═══ Provided records
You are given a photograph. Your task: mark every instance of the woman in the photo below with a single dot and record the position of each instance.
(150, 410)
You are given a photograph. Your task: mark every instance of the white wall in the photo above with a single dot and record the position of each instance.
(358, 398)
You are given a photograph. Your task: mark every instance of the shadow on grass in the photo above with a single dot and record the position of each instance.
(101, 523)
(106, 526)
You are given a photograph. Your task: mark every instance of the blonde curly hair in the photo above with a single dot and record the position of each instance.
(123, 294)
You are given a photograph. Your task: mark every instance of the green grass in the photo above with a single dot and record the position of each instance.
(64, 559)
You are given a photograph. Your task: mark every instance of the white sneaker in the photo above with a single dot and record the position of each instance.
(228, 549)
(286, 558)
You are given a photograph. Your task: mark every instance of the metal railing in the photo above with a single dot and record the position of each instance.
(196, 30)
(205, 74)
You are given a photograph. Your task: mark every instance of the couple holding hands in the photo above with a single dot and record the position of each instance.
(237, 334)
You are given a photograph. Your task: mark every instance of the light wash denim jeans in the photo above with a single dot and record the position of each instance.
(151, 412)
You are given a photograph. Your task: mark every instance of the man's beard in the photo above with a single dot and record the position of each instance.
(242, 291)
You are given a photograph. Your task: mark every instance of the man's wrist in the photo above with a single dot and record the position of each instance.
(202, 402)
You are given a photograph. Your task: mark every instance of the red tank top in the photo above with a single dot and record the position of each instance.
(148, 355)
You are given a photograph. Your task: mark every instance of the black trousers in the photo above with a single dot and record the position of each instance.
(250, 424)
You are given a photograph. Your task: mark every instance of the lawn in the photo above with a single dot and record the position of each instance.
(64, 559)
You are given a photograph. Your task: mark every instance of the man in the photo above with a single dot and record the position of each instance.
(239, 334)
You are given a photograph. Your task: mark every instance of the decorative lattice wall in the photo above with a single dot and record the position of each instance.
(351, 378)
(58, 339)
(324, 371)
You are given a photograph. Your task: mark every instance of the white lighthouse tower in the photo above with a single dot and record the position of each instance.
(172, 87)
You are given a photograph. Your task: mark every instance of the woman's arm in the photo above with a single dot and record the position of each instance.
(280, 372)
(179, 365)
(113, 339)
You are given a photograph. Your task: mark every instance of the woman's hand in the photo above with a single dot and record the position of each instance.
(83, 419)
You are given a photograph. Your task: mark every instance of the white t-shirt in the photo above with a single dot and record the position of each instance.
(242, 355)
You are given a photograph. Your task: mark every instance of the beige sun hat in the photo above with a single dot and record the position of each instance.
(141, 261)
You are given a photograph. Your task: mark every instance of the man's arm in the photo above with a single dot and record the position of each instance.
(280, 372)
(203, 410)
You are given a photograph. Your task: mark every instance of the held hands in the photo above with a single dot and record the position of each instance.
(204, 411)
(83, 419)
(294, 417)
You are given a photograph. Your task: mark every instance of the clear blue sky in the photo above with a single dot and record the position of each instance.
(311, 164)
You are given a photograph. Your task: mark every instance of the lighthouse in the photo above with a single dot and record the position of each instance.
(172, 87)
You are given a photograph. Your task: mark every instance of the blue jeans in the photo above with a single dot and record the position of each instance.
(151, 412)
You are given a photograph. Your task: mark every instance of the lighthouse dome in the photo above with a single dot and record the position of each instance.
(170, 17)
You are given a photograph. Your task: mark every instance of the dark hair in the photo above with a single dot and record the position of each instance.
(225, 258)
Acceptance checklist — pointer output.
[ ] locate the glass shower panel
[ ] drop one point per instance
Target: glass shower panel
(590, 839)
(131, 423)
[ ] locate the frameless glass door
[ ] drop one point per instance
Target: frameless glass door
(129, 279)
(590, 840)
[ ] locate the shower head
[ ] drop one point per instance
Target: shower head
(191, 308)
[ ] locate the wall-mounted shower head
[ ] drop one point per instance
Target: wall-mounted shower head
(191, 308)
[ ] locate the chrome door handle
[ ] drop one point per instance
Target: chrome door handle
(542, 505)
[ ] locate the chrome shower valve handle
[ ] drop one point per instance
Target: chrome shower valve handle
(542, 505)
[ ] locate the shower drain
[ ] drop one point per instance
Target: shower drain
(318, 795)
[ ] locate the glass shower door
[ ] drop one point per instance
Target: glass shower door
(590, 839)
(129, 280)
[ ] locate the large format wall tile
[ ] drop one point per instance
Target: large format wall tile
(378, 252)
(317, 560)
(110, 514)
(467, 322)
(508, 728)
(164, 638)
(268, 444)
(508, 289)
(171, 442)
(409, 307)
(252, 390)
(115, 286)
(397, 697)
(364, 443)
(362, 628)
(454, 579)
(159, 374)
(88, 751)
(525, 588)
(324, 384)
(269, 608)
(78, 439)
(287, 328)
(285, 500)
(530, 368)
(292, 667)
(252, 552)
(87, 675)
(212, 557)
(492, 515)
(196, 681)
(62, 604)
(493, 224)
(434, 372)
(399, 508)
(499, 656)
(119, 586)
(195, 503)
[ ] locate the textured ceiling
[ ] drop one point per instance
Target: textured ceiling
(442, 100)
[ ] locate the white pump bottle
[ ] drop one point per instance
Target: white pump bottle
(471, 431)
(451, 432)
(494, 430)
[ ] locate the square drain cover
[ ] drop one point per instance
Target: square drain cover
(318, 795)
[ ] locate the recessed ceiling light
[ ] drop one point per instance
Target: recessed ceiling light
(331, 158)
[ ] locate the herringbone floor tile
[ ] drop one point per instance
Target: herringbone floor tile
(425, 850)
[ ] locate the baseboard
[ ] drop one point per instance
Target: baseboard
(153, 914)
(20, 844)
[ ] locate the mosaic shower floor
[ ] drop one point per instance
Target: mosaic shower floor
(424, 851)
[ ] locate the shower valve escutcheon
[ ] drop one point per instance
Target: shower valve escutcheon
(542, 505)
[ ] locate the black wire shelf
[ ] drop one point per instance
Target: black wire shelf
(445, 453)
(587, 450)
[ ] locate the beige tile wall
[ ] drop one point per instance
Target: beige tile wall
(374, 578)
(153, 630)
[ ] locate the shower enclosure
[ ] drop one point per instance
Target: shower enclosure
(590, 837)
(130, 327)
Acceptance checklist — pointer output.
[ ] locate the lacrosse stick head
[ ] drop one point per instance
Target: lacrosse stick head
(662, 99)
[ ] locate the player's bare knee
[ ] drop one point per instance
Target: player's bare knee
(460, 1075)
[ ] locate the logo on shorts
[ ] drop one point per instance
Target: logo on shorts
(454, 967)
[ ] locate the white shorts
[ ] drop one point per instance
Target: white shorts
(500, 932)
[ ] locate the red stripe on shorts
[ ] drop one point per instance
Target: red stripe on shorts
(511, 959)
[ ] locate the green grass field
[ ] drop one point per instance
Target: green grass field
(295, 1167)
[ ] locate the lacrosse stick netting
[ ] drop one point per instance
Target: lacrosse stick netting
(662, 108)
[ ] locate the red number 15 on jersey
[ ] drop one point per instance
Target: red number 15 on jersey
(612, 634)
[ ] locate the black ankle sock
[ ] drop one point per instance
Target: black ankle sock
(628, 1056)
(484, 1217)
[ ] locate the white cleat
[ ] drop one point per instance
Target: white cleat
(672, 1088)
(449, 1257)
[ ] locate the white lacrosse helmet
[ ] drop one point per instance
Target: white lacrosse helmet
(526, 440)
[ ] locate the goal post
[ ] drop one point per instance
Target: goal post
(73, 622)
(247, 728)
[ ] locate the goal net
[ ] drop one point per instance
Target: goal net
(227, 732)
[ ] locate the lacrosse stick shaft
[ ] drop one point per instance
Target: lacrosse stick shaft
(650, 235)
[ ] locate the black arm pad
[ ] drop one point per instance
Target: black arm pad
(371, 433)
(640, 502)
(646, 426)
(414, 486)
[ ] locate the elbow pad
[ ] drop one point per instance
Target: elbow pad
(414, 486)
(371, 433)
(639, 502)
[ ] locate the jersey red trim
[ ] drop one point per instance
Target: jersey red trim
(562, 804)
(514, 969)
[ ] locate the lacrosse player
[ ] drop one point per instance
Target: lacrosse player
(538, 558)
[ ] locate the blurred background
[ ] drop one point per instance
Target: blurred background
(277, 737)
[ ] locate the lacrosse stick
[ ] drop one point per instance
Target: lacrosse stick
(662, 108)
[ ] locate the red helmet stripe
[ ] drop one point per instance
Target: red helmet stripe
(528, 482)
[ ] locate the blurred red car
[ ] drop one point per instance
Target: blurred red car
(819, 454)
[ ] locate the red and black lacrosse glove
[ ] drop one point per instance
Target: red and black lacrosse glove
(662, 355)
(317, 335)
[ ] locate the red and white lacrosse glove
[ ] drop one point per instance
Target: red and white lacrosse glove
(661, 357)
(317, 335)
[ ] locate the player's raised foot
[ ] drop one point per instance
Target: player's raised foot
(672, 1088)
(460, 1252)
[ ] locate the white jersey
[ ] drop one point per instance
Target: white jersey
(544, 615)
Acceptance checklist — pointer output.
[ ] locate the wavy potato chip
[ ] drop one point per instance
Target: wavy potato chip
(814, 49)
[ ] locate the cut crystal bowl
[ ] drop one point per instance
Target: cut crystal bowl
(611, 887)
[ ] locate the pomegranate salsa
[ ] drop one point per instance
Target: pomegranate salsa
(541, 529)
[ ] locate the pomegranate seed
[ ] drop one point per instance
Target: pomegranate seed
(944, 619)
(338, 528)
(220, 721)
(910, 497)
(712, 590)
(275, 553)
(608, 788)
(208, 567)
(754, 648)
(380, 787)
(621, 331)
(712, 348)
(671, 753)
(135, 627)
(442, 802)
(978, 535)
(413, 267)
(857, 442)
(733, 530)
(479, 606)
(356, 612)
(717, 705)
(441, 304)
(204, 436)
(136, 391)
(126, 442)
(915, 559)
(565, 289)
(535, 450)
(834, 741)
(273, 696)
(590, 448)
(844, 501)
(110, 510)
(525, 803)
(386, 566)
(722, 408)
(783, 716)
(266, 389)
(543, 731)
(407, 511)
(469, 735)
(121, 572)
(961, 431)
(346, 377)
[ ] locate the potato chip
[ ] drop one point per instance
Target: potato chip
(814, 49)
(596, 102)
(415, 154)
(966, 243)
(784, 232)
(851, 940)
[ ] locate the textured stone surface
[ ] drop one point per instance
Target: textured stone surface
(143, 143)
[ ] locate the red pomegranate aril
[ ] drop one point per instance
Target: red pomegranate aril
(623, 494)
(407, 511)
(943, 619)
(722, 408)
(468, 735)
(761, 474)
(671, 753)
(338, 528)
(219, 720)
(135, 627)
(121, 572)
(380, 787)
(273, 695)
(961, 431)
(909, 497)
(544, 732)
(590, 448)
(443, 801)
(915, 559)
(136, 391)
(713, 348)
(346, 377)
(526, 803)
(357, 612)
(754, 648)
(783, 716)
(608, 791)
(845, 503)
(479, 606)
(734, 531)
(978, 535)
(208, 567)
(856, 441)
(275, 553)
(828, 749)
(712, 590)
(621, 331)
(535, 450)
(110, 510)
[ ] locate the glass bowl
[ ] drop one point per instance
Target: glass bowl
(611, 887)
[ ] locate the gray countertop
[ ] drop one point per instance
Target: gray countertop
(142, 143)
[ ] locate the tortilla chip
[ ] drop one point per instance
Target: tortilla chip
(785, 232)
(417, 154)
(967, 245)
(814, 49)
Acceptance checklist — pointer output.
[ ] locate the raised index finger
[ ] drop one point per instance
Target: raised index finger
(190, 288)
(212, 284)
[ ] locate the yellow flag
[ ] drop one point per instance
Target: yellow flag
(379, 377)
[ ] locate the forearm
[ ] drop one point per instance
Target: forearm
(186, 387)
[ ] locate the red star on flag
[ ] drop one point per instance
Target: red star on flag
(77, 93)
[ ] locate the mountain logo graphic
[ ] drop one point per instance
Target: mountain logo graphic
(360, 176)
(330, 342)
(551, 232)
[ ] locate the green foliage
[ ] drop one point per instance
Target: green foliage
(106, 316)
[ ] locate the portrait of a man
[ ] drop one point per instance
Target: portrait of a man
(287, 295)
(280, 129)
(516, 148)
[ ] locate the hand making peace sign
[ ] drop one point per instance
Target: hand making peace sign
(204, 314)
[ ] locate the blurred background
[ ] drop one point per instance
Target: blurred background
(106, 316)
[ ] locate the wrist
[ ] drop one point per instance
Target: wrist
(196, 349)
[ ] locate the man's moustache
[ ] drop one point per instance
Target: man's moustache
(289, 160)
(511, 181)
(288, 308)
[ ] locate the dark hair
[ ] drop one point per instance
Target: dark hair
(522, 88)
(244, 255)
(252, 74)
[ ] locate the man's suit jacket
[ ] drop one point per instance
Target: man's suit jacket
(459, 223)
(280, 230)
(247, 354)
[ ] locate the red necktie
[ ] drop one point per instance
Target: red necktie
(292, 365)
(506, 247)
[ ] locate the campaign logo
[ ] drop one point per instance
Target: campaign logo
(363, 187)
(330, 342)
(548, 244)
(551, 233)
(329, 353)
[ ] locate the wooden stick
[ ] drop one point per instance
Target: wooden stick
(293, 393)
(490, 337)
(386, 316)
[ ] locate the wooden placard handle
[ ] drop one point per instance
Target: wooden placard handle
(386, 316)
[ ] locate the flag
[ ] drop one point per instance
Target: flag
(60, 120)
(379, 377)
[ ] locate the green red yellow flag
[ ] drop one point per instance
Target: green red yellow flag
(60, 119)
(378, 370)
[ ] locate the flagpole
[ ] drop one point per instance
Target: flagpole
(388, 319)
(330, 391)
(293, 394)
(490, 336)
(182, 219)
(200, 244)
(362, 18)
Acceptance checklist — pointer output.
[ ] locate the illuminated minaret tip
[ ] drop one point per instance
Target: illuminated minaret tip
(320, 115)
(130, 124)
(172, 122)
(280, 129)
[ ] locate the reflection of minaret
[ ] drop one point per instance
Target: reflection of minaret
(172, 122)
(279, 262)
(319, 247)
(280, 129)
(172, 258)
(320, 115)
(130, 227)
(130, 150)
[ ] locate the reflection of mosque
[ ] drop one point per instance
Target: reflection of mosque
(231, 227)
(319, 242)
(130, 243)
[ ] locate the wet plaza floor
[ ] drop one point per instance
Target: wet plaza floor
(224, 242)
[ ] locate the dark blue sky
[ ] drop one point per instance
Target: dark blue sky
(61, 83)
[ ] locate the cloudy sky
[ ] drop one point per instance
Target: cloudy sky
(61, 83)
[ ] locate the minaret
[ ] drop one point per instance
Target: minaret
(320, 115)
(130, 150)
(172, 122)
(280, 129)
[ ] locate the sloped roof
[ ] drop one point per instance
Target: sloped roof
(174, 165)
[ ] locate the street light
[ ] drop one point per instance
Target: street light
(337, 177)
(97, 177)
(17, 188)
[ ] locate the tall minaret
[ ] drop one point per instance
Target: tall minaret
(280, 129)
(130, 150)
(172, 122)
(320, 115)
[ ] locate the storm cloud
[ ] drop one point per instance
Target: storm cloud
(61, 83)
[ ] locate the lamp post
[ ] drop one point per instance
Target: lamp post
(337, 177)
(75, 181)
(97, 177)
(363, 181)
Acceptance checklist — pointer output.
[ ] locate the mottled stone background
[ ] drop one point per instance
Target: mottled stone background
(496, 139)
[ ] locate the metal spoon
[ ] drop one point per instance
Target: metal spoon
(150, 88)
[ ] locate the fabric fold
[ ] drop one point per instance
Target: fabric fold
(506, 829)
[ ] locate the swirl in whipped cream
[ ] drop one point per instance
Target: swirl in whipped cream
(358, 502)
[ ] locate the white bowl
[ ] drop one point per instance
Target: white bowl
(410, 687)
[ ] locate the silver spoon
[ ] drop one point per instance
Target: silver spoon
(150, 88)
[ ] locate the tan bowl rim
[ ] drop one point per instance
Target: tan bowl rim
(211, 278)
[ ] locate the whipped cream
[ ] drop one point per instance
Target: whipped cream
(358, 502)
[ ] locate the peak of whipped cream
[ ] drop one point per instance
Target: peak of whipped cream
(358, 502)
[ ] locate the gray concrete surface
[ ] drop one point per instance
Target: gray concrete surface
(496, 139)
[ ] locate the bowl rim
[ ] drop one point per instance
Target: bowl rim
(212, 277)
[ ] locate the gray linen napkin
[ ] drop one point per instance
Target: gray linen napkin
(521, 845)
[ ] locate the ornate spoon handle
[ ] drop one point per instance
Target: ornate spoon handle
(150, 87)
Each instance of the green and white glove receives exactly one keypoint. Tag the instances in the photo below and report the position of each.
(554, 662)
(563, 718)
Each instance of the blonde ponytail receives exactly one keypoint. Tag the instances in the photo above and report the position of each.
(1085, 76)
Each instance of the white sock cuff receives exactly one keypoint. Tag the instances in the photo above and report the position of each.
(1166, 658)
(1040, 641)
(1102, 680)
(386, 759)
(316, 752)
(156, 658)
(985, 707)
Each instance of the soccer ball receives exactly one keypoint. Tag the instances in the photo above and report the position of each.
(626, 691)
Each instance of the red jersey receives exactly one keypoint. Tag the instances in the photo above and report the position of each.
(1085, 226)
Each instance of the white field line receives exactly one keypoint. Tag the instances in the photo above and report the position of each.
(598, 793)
══════
**Aim of the task**
What are the lines, exactly as written above, from the line with "Target: textured ceiling" to the line with "[ ] locate the herringbone floor tile", both included? Output only those.

**The completed task**
Target: textured ceiling
(442, 100)
[ ] locate the white pump bottle
[ ] drop one point per instance
Target: white pump bottle
(471, 431)
(451, 432)
(494, 430)
[ ] locate the square drain cover
[ ] drop one point per instance
Target: square drain cover
(318, 795)
[ ] locate the recessed ceiling light
[ ] drop one point per instance
Target: recessed ceiling light
(331, 158)
[ ] locate the herringbone floor tile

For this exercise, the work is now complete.